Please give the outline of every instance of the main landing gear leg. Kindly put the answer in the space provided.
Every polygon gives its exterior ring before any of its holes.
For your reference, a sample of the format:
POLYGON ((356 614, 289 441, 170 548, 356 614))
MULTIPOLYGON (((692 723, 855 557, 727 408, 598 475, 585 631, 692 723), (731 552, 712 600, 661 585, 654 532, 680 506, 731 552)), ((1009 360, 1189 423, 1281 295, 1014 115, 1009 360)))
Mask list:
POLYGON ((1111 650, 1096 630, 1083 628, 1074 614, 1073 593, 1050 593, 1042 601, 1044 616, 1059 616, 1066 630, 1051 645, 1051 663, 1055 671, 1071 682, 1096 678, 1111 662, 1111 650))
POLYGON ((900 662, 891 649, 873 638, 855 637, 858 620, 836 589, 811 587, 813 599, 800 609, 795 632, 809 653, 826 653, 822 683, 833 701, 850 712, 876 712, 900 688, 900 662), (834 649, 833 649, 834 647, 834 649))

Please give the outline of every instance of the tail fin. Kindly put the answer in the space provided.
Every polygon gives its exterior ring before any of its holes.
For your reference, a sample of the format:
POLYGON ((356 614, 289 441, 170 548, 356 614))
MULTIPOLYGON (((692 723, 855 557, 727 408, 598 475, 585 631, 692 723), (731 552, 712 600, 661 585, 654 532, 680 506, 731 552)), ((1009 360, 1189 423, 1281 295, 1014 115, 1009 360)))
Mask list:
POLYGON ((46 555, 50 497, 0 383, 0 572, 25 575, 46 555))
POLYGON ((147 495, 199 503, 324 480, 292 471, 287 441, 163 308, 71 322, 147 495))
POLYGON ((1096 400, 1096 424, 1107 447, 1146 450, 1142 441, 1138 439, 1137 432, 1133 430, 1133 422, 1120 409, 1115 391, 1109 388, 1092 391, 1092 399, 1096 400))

▶ DIRECTION
Please render everything from the line containing "Please give the outline of every instance of the tail" down through the end of the items as a numbered list, leaving out any blank lines.

▶ TASK OUTPUT
1. Please give the outline of every instance of the tail fin. Kindly put the answer in the space provided.
2. Every polygon gives its exterior ring before any of its holes.
3. For your reference, a sample of the format:
4. POLYGON ((356 614, 289 441, 170 548, 356 614))
5. MULTIPOLYGON (((692 723, 855 557, 727 408, 598 475, 585 631, 692 723), (731 552, 712 600, 661 585, 654 532, 680 506, 731 552)), ((1009 360, 1189 423, 1281 295, 1014 115, 1009 360)))
6. Mask list:
7. POLYGON ((46 555, 50 497, 0 383, 0 572, 25 575, 46 555))
8. POLYGON ((147 495, 199 503, 324 480, 292 471, 287 441, 163 308, 71 322, 147 495))
9. POLYGON ((1096 400, 1096 424, 1107 447, 1146 450, 1142 441, 1138 439, 1137 432, 1133 430, 1133 422, 1120 409, 1115 391, 1109 388, 1092 391, 1092 399, 1096 400))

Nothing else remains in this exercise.